EXERCISE. Pull out every line in the records below that contains the string "doorway", and copy each such line unchanged.

EXTRACTED RECORDS.
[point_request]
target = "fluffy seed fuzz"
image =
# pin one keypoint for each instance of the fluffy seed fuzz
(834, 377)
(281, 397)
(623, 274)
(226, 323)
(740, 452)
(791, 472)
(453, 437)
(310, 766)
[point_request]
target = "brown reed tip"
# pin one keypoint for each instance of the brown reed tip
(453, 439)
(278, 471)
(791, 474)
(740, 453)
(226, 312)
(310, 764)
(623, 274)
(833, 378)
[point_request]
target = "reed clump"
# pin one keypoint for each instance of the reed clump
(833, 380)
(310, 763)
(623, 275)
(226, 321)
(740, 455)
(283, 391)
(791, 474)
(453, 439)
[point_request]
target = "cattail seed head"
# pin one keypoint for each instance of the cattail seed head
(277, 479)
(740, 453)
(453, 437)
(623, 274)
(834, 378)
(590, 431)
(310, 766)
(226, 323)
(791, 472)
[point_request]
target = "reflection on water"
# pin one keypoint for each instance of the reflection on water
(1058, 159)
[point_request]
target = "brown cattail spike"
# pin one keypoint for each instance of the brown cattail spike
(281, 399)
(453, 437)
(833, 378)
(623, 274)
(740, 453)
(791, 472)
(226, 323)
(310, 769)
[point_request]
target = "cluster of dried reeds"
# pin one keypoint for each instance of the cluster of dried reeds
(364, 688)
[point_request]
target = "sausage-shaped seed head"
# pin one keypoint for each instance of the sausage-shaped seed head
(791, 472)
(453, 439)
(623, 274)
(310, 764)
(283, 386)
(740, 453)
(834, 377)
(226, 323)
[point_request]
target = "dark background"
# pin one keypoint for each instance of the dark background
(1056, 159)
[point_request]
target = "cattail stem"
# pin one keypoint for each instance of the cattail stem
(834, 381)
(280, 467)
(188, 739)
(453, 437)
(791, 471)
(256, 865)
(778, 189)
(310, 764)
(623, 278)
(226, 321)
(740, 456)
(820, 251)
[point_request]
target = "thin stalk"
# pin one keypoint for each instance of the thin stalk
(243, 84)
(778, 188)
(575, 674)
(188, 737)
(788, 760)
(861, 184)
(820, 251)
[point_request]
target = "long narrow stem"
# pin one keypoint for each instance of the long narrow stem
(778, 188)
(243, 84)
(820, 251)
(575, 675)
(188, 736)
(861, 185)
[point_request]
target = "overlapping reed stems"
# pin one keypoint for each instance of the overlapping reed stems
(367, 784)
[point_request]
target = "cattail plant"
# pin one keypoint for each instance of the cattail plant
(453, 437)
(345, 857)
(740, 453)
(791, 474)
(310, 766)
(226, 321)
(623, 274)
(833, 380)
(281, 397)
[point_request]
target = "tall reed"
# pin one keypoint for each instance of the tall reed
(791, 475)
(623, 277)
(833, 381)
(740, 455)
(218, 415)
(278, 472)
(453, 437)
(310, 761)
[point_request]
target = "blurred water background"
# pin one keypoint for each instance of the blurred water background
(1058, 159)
---
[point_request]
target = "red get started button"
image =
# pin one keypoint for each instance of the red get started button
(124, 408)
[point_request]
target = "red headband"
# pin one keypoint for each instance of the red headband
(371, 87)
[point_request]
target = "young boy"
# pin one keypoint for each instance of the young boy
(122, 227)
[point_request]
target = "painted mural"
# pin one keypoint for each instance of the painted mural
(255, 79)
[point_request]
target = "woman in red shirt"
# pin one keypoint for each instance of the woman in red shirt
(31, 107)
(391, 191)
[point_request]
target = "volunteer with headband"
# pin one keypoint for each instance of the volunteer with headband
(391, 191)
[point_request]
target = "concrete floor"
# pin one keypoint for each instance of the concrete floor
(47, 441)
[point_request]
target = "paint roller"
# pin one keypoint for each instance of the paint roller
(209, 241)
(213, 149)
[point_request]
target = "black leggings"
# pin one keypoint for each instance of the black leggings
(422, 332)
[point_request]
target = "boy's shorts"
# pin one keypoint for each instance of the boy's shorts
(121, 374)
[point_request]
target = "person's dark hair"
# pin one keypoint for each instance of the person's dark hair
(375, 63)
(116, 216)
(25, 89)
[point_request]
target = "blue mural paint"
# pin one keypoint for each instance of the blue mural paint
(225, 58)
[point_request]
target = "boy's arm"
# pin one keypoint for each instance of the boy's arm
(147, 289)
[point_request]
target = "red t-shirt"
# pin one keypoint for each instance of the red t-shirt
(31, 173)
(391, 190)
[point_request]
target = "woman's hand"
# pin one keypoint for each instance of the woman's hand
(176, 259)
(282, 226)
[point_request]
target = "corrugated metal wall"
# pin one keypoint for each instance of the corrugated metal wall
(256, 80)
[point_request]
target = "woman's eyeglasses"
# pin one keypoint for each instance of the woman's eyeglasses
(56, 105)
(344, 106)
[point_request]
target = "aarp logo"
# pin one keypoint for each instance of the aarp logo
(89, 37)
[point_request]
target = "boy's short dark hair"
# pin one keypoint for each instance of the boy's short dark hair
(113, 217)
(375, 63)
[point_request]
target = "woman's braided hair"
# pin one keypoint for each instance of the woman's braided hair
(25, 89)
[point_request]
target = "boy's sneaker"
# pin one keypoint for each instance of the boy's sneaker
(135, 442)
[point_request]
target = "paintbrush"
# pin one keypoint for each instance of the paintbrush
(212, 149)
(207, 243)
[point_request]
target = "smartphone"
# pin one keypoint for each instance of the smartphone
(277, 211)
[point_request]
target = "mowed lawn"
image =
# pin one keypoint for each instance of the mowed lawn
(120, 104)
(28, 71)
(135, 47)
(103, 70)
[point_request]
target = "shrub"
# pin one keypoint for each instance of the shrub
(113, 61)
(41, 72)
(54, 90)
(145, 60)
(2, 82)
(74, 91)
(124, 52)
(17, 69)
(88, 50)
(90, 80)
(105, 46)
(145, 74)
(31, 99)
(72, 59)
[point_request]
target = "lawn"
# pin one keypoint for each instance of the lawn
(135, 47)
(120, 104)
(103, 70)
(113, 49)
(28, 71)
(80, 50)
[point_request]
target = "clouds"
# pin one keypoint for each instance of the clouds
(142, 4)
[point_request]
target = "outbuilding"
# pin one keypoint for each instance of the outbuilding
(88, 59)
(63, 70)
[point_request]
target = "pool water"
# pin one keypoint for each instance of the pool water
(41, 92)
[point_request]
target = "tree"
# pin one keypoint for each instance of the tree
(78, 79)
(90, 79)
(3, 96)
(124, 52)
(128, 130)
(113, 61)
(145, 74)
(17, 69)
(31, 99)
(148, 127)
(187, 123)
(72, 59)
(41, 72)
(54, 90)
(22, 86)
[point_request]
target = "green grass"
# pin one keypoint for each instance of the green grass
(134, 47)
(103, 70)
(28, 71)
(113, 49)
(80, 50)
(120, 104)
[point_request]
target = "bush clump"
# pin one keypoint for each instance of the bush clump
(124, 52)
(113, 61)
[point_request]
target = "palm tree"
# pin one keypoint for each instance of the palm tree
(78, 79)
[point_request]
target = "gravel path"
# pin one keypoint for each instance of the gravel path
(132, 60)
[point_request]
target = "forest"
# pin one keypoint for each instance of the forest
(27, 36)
==
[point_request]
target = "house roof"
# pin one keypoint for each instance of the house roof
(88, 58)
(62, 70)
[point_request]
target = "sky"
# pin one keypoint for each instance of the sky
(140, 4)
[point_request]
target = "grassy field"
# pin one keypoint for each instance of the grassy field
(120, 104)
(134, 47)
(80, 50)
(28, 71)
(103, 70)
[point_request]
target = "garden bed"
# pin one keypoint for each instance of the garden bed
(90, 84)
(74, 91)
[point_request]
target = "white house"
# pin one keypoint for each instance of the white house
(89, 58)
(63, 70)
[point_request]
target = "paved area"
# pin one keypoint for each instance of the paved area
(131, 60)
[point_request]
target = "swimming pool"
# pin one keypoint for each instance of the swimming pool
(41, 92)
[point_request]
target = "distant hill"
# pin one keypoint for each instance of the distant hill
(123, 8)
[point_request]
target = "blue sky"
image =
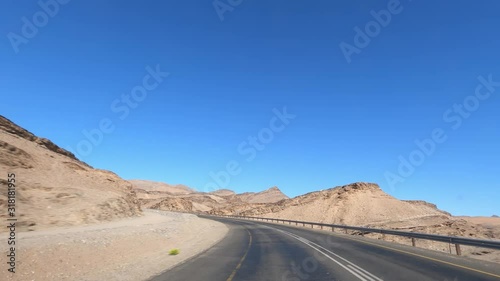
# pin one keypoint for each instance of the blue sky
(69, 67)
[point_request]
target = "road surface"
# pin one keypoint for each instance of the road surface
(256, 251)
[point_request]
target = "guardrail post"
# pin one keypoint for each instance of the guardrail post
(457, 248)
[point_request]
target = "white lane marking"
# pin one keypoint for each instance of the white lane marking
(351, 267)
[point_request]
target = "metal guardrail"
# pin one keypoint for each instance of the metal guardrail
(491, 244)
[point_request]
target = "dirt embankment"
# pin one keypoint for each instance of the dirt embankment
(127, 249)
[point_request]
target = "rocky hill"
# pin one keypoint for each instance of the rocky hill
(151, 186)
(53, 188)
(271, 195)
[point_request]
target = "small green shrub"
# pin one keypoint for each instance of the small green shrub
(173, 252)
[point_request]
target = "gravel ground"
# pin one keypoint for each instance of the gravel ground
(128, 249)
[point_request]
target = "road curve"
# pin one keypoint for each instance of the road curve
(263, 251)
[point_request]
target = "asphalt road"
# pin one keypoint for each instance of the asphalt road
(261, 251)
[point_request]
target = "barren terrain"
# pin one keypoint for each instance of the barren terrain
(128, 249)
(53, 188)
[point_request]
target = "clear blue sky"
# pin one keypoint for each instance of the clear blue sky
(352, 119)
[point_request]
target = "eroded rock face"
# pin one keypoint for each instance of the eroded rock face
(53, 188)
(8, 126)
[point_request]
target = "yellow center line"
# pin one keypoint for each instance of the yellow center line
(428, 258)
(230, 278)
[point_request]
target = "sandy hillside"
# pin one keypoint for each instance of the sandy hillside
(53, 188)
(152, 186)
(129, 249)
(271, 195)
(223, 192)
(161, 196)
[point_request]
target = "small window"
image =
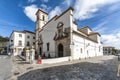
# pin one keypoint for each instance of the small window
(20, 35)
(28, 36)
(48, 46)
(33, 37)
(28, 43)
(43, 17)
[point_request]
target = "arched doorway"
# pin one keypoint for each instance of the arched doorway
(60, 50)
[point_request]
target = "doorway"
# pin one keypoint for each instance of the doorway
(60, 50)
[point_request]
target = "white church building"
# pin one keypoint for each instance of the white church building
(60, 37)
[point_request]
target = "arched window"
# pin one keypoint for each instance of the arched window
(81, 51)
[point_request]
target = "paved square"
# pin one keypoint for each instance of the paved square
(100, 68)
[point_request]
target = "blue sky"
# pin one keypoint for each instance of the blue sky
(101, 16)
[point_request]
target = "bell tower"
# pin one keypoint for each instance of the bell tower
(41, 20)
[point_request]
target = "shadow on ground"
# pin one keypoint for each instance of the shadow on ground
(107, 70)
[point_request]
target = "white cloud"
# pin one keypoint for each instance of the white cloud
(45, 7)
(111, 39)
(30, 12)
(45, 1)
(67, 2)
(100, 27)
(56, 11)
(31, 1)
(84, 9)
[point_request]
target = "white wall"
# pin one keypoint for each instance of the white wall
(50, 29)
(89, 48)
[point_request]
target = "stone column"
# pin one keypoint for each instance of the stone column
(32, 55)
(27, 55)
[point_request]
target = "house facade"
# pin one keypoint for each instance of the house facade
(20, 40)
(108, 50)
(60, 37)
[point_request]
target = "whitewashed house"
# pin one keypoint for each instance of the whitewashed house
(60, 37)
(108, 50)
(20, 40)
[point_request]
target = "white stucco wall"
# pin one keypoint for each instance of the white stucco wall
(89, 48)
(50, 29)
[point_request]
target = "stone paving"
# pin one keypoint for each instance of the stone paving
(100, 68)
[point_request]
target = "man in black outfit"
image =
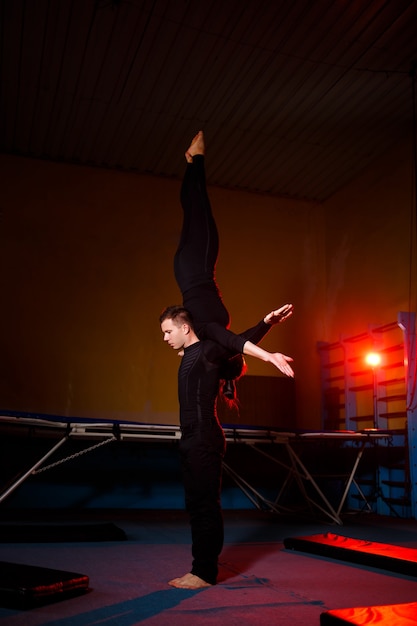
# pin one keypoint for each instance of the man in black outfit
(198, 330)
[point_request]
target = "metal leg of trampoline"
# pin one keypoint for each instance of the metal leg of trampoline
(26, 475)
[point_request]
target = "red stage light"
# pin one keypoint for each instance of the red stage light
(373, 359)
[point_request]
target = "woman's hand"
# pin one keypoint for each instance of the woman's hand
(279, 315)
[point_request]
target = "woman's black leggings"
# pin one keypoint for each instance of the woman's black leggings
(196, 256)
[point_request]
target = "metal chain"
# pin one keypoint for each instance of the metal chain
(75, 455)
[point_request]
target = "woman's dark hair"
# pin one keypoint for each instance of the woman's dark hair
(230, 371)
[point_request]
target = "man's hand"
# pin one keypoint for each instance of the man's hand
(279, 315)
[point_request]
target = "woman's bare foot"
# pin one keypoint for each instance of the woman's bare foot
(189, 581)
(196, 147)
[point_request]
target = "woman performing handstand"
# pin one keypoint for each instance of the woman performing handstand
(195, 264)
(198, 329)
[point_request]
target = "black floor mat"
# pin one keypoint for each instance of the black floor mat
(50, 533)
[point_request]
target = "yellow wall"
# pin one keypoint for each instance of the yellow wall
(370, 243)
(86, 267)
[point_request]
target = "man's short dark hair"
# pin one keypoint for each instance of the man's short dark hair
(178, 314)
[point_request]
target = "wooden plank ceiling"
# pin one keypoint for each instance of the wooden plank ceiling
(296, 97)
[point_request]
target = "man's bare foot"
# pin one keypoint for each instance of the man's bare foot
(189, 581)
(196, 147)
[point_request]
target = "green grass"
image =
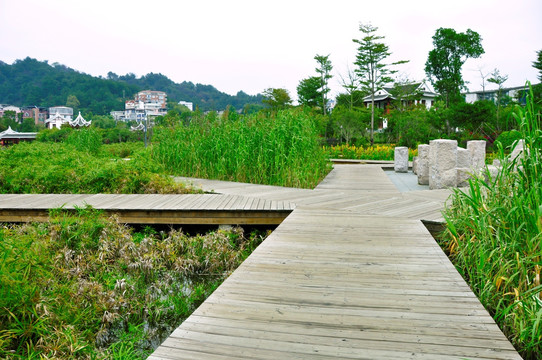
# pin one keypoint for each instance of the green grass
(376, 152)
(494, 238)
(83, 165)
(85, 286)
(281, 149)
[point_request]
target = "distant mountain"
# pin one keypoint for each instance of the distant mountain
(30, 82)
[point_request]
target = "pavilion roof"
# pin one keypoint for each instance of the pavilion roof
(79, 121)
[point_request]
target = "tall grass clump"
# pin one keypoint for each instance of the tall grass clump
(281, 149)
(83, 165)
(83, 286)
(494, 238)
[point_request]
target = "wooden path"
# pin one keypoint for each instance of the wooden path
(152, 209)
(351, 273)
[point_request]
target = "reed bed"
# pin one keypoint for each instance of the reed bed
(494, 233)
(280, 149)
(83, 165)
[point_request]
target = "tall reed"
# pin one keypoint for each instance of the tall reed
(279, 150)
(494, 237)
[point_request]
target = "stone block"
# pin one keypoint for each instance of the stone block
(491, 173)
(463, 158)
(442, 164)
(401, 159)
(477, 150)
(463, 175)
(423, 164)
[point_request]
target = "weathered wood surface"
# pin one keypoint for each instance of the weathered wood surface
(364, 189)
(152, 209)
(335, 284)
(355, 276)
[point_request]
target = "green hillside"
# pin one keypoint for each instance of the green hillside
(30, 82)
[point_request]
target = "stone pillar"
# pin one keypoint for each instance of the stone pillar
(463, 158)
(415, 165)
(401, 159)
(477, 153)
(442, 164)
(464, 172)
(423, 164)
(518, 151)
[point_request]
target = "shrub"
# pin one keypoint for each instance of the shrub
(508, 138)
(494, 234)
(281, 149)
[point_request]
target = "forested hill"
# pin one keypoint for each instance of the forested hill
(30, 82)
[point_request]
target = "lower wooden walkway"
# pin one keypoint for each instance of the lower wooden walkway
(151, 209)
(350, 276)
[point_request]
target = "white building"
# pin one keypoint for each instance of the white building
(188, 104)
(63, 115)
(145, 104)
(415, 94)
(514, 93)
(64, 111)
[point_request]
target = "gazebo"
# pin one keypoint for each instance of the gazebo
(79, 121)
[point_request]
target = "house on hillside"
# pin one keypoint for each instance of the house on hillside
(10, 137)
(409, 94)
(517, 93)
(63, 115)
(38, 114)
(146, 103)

EXERCISE SOLUTION.
target = "arched doorway"
# pin one keypoint for each instance of the arched doorway
target = "doorway"
# pin one keypoint for each instance of the doorway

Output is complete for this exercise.